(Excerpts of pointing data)
====================

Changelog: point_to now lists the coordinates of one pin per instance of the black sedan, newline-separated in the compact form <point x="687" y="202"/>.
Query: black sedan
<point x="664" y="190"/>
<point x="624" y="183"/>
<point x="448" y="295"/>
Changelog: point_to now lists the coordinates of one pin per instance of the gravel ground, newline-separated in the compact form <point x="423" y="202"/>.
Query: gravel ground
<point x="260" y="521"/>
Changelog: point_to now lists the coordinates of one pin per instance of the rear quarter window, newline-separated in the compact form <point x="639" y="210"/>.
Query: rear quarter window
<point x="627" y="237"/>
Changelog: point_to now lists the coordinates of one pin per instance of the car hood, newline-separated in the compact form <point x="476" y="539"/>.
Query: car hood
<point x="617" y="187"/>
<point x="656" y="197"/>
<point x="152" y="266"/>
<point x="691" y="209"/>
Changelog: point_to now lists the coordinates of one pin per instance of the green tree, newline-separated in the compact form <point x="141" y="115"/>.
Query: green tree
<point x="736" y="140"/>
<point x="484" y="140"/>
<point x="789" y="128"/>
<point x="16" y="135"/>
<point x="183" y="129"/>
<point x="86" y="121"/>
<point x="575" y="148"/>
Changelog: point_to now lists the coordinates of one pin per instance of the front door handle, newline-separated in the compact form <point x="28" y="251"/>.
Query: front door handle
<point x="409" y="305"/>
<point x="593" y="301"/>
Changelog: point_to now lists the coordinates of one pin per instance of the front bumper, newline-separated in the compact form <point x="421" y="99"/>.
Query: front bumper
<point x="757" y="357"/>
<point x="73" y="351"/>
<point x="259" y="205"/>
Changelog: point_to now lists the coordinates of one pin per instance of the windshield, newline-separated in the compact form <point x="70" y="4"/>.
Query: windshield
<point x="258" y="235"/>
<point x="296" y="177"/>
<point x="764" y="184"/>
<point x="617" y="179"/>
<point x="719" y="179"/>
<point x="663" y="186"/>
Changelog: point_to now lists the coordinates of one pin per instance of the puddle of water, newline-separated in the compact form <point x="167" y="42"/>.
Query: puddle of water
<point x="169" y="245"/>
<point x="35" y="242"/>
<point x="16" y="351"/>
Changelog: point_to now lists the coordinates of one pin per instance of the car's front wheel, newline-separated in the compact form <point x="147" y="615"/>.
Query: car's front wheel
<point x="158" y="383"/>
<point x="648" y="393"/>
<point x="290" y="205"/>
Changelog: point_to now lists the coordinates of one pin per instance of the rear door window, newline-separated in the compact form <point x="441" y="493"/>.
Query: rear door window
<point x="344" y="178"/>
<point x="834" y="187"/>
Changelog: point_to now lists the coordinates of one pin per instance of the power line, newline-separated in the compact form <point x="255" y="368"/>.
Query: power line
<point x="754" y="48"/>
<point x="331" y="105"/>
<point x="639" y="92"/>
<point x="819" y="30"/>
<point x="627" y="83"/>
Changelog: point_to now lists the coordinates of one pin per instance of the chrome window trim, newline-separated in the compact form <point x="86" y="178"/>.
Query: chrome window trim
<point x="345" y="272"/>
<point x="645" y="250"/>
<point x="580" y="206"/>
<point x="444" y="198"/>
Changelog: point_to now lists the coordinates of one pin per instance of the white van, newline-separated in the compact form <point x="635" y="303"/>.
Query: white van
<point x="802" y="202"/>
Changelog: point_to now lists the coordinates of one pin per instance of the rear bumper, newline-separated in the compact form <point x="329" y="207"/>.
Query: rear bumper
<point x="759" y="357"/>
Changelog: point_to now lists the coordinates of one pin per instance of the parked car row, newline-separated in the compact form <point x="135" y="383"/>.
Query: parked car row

====================

Every entry in the listing must be retyped exactly.

Changelog: point_to now lists the coordinates of one pin per instance of the black sedan, newline-separated in the compact form <point x="687" y="202"/>.
Query: black sedan
<point x="664" y="190"/>
<point x="624" y="183"/>
<point x="448" y="295"/>
Changelog: point_to now lists the coordinates of one pin per instance of the gravel ground, newline-separated in the compact form <point x="423" y="202"/>.
Query: gravel ground
<point x="260" y="521"/>
Changelog: point_to now lists the coordinates of one pin per instance of the rear quarter window, newline-separated in the compact form <point x="639" y="210"/>.
Query: rear quarter window
<point x="627" y="237"/>
Changelog: point_to now lists the coordinates of one pin per instance of the car hood, newline-separated in the compact form <point x="476" y="539"/>.
Query: car hood
<point x="617" y="187"/>
<point x="656" y="197"/>
<point x="152" y="266"/>
<point x="691" y="209"/>
Changelog: point_to now lists the coordinates of one pin per instance of the green tree, newline-separated in the compact form <point x="141" y="115"/>.
Query: green tree
<point x="736" y="140"/>
<point x="484" y="140"/>
<point x="789" y="128"/>
<point x="16" y="135"/>
<point x="183" y="129"/>
<point x="86" y="121"/>
<point x="575" y="148"/>
Changelog: point_to now lists the coordinates of one pin per instance of the front door handle, newline-separated in the compact form <point x="28" y="251"/>.
Query: front door handle
<point x="409" y="305"/>
<point x="593" y="301"/>
Changelog: point_to now lists the coordinates of one pin per instance of the front bumper, newline-separated in the compact form <point x="421" y="99"/>.
Query: front bumper
<point x="757" y="357"/>
<point x="73" y="351"/>
<point x="259" y="205"/>
Changelog: point_to now lists the coordinates of one pin per instance of the windshield, newline-separated in the compact form <point x="70" y="4"/>.
Query: windshield
<point x="258" y="235"/>
<point x="296" y="177"/>
<point x="764" y="184"/>
<point x="617" y="179"/>
<point x="719" y="179"/>
<point x="663" y="186"/>
Changelog: point_to now lists the coordinates of one pin per instance of the puddle of water, newline-separated in the compact form <point x="167" y="42"/>.
Query: puddle of water
<point x="169" y="245"/>
<point x="35" y="242"/>
<point x="16" y="351"/>
Changelog: point_to now lists the coordinates of one pin per instance of the car's front wheel, newline-separated in the compact form <point x="147" y="615"/>.
Query: car's front wheel
<point x="158" y="383"/>
<point x="648" y="393"/>
<point x="290" y="205"/>
Changelog: point_to now lists the coordinates of one pin per instance of the rear door window, newline-separated in the compact form <point x="441" y="493"/>.
Query: rear door window
<point x="344" y="178"/>
<point x="834" y="187"/>
Changelog: point_to now lists the coordinates of one pin per instance of the power line, newline-separated in the compact form <point x="255" y="368"/>.
Query: power line
<point x="754" y="48"/>
<point x="331" y="105"/>
<point x="639" y="92"/>
<point x="819" y="30"/>
<point x="627" y="83"/>
Changelog: point_to now lists the coordinates of one pin per instance of the chrome window trim, newline-separated in the compact form <point x="86" y="178"/>.
Query: chrome window trim
<point x="345" y="272"/>
<point x="645" y="250"/>
<point x="580" y="206"/>
<point x="444" y="198"/>
Changelog: point_to now lists the coordinates of one pin per instance of the white van, newline-separated in the compact form <point x="635" y="303"/>.
Query: white van
<point x="802" y="202"/>
Changelog: point_to now lists the coordinates of one pin per instance of the rear bumper, newline-separated in the compact form <point x="329" y="207"/>.
Query: rear bumper
<point x="759" y="357"/>
Changelog: point_to now lists the coordinates of one pin per instance of the parked car row, newline-separated in the compact form <point x="135" y="383"/>.
Query: parked car row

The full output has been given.